Page extract:
————————
Despite the tremors and blasts that sounded like hand grenades exploding, the crowd continued to watch the match and cheer the teams.
Mr Lim said: "At that time, (we) had no idea what that sound was. We thought it was noise generated from the crowd."
It was only in the 80th minute of the match that Mr Lim's group realised the severity of the situation after reading what was posted online in English news reports.
A Frenchman who sat next to the group had warned them to be careful when leaving the stadium.
SHOCK & FEAR
Mr Lim said: "When we heard what was going on outside the stadium and around Paris... (we were plagued) by feelings of disbelief, shock and fear."
As he does not speak French, it was difficult to ask the locals for information.
The group decided to take their chances by heading back to their apartment in Paris, a 40-minute Metro ride from the stadium.
Others gathered at the centre of the field after the match.
————————
Source listing:
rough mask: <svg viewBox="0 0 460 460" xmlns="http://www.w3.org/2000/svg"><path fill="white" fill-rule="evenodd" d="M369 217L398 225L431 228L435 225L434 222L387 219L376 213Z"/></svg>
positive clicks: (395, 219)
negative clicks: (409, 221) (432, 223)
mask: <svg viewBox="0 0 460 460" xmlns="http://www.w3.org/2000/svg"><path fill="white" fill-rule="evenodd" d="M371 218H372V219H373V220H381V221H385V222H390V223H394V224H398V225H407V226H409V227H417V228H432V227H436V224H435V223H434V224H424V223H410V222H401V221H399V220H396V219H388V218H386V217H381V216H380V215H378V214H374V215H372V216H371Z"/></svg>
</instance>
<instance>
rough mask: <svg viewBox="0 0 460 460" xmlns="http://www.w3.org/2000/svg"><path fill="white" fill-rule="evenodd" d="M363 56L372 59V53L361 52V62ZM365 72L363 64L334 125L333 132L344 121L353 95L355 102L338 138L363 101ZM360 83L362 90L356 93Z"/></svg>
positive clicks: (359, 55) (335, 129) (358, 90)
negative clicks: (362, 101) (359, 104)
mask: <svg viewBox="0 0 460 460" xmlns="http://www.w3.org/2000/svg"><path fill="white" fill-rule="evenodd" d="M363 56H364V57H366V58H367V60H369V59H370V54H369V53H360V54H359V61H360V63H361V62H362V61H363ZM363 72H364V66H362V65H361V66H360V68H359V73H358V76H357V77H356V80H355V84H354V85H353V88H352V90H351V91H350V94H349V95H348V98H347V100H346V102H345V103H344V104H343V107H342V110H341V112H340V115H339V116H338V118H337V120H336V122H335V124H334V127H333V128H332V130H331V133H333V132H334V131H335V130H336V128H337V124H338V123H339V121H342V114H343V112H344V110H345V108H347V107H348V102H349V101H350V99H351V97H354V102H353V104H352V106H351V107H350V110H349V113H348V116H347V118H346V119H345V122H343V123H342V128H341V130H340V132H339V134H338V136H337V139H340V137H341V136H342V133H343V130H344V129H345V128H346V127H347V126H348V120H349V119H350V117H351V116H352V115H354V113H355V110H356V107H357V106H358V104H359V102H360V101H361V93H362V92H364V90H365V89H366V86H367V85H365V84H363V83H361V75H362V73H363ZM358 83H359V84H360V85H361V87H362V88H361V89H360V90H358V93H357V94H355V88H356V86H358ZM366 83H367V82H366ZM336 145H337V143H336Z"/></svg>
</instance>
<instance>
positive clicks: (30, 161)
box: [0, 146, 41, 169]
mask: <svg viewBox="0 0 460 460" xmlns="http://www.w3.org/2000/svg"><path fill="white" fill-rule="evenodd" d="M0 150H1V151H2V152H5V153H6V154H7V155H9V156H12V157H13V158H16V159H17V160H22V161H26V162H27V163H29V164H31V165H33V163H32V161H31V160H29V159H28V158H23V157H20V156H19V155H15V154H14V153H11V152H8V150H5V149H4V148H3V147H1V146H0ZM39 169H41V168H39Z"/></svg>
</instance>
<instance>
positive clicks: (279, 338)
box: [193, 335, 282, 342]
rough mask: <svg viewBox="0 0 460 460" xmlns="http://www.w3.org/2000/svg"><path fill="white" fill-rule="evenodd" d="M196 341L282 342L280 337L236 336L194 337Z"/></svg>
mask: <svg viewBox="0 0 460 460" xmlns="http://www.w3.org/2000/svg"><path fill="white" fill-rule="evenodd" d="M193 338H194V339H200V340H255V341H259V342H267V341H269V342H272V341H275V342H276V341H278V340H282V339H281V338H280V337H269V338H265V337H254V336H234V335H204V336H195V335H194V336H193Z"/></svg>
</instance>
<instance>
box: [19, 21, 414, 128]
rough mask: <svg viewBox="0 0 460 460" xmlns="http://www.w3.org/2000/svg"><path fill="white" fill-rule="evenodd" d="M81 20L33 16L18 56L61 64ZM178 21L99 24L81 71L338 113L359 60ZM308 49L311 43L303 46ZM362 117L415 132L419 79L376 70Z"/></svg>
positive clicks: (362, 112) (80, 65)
————————
Study questions:
1. Rename "rough" to "coarse" in the listing, in everything from its first line down to the line containing "positive clicks: (395, 219)", and give those lines back with nothing else altered.
2. Write what comes next in the account of the Paris match, picking up after its last sentence.
The listing is unrelated to the account of the Paris match.

Responses to the tasks:
1.
coarse mask: <svg viewBox="0 0 460 460" xmlns="http://www.w3.org/2000/svg"><path fill="white" fill-rule="evenodd" d="M369 217L398 225L431 228L435 225L434 222L387 219L376 213Z"/></svg>
positive clicks: (395, 219)

2.
Mr Lim said: "Some exits were cordoned off, but no announcement was made regarding the attacks. There were brief moments of panic where people ran when others ran. It was very suspenseful."
He was concerned that an ongoing live police operation against the gunmen meant they would have to pass the "impact zone" to return to their apartment.
Nobody in the group spoke as they walked to the Metro station. Paranoid, they constantly looked over their shoulders to see if they were being followed by suspicious people.
In the background, sirens from emergency vehicles were blaring.
Mr Lim said: "We were just praying for our safety.
"It was a huge relief that the five stations around the area affected (by the attacks) were closed for the night. So the Metro went past those stops."
At his apartment, he continued to listen to English news reports as the death toll rose.
He later called his parents in Singapore to assure them he was safe.
His father told him to stay indoors and to catch the earliest train back to his university, a 90-minute train ride from Paris.
Mr Lim added: "(The next day), the streets were definitely quieter. But many people were still up and about.
"I was surprised by their (Parisians') bravery and drive for life to go on as normal and not to show that they were defeated."
He left Paris on Sunday morning.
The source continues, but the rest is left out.